Some records
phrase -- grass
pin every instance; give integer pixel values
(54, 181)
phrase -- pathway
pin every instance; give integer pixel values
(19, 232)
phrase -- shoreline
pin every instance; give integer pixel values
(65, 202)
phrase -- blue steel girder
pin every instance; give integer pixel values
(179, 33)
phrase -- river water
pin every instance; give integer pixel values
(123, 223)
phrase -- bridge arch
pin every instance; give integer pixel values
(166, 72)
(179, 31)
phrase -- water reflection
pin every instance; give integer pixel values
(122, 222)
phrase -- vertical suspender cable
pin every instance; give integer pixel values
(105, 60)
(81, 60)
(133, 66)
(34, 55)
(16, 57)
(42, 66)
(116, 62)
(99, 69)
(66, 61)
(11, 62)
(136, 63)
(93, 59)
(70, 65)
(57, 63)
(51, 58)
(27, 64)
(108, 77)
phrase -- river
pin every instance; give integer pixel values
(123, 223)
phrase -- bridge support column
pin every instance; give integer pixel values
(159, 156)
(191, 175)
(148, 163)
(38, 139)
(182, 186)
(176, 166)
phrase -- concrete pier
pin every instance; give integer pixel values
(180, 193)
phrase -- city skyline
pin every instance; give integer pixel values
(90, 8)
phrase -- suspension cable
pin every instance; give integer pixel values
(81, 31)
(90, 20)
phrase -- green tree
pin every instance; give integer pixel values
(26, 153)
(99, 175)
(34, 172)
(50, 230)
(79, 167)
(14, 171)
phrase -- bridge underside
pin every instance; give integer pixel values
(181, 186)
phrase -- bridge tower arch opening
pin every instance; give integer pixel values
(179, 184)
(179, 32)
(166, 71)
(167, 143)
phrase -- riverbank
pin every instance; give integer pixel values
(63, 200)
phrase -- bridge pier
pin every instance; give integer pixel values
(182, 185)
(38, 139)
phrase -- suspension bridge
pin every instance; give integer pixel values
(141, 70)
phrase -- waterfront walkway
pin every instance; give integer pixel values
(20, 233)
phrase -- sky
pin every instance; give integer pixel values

→ Written instruction
Set out every line of the records above as a numbered list, skipping any blank lines.

→ Finished task
1. phrase -- grass
2. pin every instance; give integer pixel values
3. (54, 181)
4. phrase -- pathway
5. pin every instance; give integer pixel values
6. (19, 232)
7. phrase -- shoreline
8. pin every instance; give integer pixel values
9. (65, 202)
10. phrase -- blue steel girder
11. pin every instance; give integer pixel values
12. (179, 33)
13. phrase -- river water
14. pin every instance; give integer pixel values
15. (123, 223)
16. phrase -- bridge arch
17. pin every instance; give integer pixel values
18. (166, 72)
19. (179, 31)
20. phrase -- water reflection
21. pin every instance; give integer pixel values
22. (122, 222)
23. phrase -- vertical suspender cable
24. pin every instance; give integer pixel values
25. (105, 60)
26. (81, 60)
27. (133, 66)
28. (34, 55)
29. (16, 57)
30. (42, 66)
31. (116, 62)
32. (99, 69)
33. (66, 61)
34. (11, 62)
35. (136, 63)
36. (93, 59)
37. (70, 65)
38. (57, 63)
39. (51, 58)
40. (27, 64)
41. (108, 77)
42. phrase -- river
43. pin every instance; give integer pixel values
44. (123, 223)
45. phrase -- bridge support column
46. pin every instance; give integer pixel values
47. (159, 156)
48. (191, 175)
49. (148, 163)
50. (38, 139)
51. (182, 186)
52. (176, 166)
53. phrase -- concrete pier
54. pin every instance; give integer pixel values
55. (180, 193)
56. phrase -- city skyline
57. pin every instance; give integer pixel values
58. (90, 8)
59. phrase -- suspension cable
60. pin every instance; give integer pixel values
61. (81, 31)
62. (90, 20)
63. phrase -- green tree
64. pin every instance; give integer pixel values
65. (26, 153)
66. (99, 175)
67. (34, 172)
68. (50, 230)
69. (79, 167)
70. (14, 171)
71. phrase -- bridge underside
72. pin every instance; give integer pixel values
73. (181, 186)
74. phrase -- bridge tower arch opening
75. pin every instance; give integer pixel values
76. (179, 184)
77. (179, 32)
78. (166, 71)
79. (167, 143)
80. phrase -- riverbank
81. pin every instance; give integer pixel values
82. (63, 200)
83. phrase -- bridge pier
84. pin every instance; give integer pixel values
85. (182, 185)
86. (38, 139)
87. phrase -- suspension bridge
88. pin every instance; give integer pixel values
89. (141, 70)
90. phrase -- waterfront walkway
91. pin every instance; give integer pixel values
92. (20, 233)
93. phrase -- sky
94. pin every instance; give integer pixel values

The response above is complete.